- [Records provided]:
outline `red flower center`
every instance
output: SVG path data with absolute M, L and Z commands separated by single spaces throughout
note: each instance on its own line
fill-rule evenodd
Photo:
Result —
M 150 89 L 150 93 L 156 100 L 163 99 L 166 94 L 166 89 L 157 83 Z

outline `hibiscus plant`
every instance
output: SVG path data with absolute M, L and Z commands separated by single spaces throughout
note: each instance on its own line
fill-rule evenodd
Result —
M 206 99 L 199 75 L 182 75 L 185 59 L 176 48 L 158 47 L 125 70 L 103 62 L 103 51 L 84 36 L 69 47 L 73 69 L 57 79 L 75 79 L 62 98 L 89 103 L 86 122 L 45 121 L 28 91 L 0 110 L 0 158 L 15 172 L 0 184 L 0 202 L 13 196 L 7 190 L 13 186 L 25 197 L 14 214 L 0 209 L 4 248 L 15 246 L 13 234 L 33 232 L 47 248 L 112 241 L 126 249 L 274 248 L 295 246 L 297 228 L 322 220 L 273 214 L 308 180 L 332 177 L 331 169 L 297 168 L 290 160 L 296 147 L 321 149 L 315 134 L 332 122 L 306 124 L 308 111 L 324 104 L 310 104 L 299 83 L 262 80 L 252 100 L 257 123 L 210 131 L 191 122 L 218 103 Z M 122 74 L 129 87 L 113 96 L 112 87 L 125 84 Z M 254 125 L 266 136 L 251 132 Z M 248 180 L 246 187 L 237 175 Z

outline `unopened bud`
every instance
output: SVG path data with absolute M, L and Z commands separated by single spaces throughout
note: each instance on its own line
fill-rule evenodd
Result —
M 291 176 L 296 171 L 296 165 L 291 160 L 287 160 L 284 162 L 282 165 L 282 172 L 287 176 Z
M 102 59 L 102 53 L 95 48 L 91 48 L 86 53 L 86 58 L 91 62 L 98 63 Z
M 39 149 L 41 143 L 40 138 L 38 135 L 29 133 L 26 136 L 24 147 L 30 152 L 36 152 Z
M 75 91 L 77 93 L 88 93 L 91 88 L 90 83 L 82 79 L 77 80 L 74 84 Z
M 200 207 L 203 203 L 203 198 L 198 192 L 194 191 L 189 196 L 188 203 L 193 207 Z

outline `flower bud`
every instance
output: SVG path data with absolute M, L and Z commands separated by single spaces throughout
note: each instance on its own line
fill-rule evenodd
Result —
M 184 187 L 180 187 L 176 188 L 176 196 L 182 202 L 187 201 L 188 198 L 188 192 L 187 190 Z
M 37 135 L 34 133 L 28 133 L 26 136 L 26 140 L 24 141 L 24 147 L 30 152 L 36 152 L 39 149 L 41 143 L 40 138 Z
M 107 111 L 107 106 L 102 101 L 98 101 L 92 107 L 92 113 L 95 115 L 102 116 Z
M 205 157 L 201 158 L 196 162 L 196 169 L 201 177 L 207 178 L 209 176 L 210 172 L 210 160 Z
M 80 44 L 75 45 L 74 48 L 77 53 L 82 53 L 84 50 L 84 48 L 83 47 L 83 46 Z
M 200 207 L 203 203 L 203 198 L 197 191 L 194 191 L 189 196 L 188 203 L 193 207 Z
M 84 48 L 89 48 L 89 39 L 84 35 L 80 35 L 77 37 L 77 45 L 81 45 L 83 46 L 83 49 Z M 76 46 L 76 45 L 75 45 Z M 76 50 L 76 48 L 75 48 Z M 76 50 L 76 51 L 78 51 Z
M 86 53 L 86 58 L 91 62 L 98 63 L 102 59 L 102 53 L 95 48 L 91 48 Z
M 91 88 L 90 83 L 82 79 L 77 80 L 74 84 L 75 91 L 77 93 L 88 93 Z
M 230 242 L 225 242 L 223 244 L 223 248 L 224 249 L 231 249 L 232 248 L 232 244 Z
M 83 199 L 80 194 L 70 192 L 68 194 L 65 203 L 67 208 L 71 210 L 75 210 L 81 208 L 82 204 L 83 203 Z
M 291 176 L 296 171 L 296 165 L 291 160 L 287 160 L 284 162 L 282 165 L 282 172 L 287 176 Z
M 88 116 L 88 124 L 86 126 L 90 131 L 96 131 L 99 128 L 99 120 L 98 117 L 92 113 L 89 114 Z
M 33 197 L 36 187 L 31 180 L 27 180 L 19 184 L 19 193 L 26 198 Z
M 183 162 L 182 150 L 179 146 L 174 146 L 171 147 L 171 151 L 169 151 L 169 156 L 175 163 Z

- [Problem to work on]: Edit the material above by replacing each occurrence of "every instance" with "all instances", leaving everything else untouched.

- [Complete answer]:
outline `red flower center`
all instances
output: SVG path data with absolute M, L and Z commands separated by single spaces throughout
note: each instance on its own line
fill-rule evenodd
Photo:
Result —
M 150 89 L 150 93 L 156 100 L 163 99 L 166 94 L 166 89 L 157 83 Z

outline `hibiscus plant`
all instances
output: SVG path data with absolute M, L and Z commands separated by single spaces throughout
note: each instance on its own line
fill-rule evenodd
Result —
M 206 99 L 199 75 L 182 75 L 185 59 L 176 48 L 158 47 L 125 70 L 103 62 L 103 51 L 84 36 L 69 47 L 73 69 L 57 79 L 75 79 L 62 98 L 89 103 L 86 122 L 45 121 L 28 91 L 0 110 L 0 158 L 15 172 L 0 184 L 0 202 L 13 196 L 7 190 L 13 186 L 25 197 L 14 214 L 0 209 L 4 248 L 15 246 L 13 234 L 33 232 L 47 248 L 112 241 L 126 249 L 274 248 L 295 246 L 297 228 L 322 220 L 273 214 L 308 180 L 332 177 L 331 169 L 297 168 L 290 160 L 296 147 L 321 149 L 315 134 L 332 122 L 306 124 L 308 111 L 324 104 L 310 104 L 299 83 L 262 80 L 252 100 L 257 123 L 210 131 L 191 122 L 218 103 Z M 122 74 L 129 87 L 113 96 L 112 87 L 125 84 Z M 254 125 L 266 136 L 251 132 Z M 248 180 L 246 187 L 237 175 Z

outline `unopened bud`
all instances
output: SVG path data with absolute M, L and Z commands separated by single spaces throughout
note: each instance on its own line
fill-rule evenodd
Result —
M 291 176 L 296 171 L 296 165 L 291 160 L 287 160 L 284 162 L 282 165 L 282 172 L 287 176 Z
M 102 59 L 102 53 L 95 48 L 91 48 L 86 53 L 86 58 L 91 62 L 98 63 Z
M 39 149 L 41 143 L 40 138 L 38 135 L 29 133 L 26 136 L 24 147 L 30 152 L 36 152 Z
M 75 91 L 77 93 L 88 93 L 91 88 L 90 83 L 82 79 L 77 80 L 74 84 Z
M 200 207 L 203 203 L 203 198 L 198 192 L 194 191 L 189 196 L 188 203 L 193 207 Z

outline `flower bud`
all instances
output: SVG path data with absolute M, L and Z commands separated by single spaces throughout
note: each instance on its own line
fill-rule evenodd
Result —
M 184 187 L 180 187 L 176 188 L 176 196 L 182 202 L 187 201 L 188 198 L 188 192 L 187 190 Z
M 37 135 L 34 133 L 28 133 L 26 136 L 26 140 L 24 141 L 24 147 L 30 152 L 36 152 L 39 149 L 41 143 L 40 138 Z
M 107 111 L 107 106 L 102 101 L 98 101 L 92 107 L 92 113 L 95 115 L 102 116 Z
M 205 157 L 201 158 L 196 162 L 196 169 L 201 177 L 207 178 L 209 176 L 210 172 L 210 160 Z
M 80 44 L 75 45 L 74 48 L 77 53 L 82 53 L 84 50 L 84 48 L 83 47 L 83 46 Z
M 200 207 L 203 203 L 203 198 L 197 191 L 194 191 L 189 196 L 188 203 L 193 207 Z
M 84 48 L 89 48 L 89 39 L 84 35 L 80 35 L 77 37 L 77 45 L 81 45 L 83 46 L 83 49 Z M 76 46 L 76 45 L 75 45 Z M 76 50 L 76 48 L 75 48 Z M 76 50 L 76 51 L 78 51 Z
M 86 53 L 86 58 L 91 62 L 98 63 L 102 59 L 102 53 L 95 48 L 91 48 Z
M 91 88 L 90 83 L 82 79 L 77 80 L 74 84 L 75 91 L 77 93 L 88 93 Z
M 230 242 L 225 242 L 223 244 L 223 248 L 224 249 L 231 249 L 232 248 L 232 244 Z
M 83 199 L 80 194 L 70 192 L 68 194 L 65 203 L 67 208 L 71 210 L 75 210 L 81 208 L 82 204 L 83 203 Z
M 291 176 L 296 171 L 296 165 L 291 160 L 287 160 L 284 162 L 282 165 L 282 172 L 287 176 Z
M 88 116 L 88 124 L 86 126 L 90 131 L 96 131 L 99 128 L 99 120 L 98 117 L 92 113 L 89 114 Z
M 33 197 L 36 187 L 31 180 L 27 180 L 19 184 L 19 193 L 26 198 Z
M 183 162 L 182 150 L 179 146 L 174 146 L 171 147 L 171 151 L 169 151 L 169 156 L 175 163 Z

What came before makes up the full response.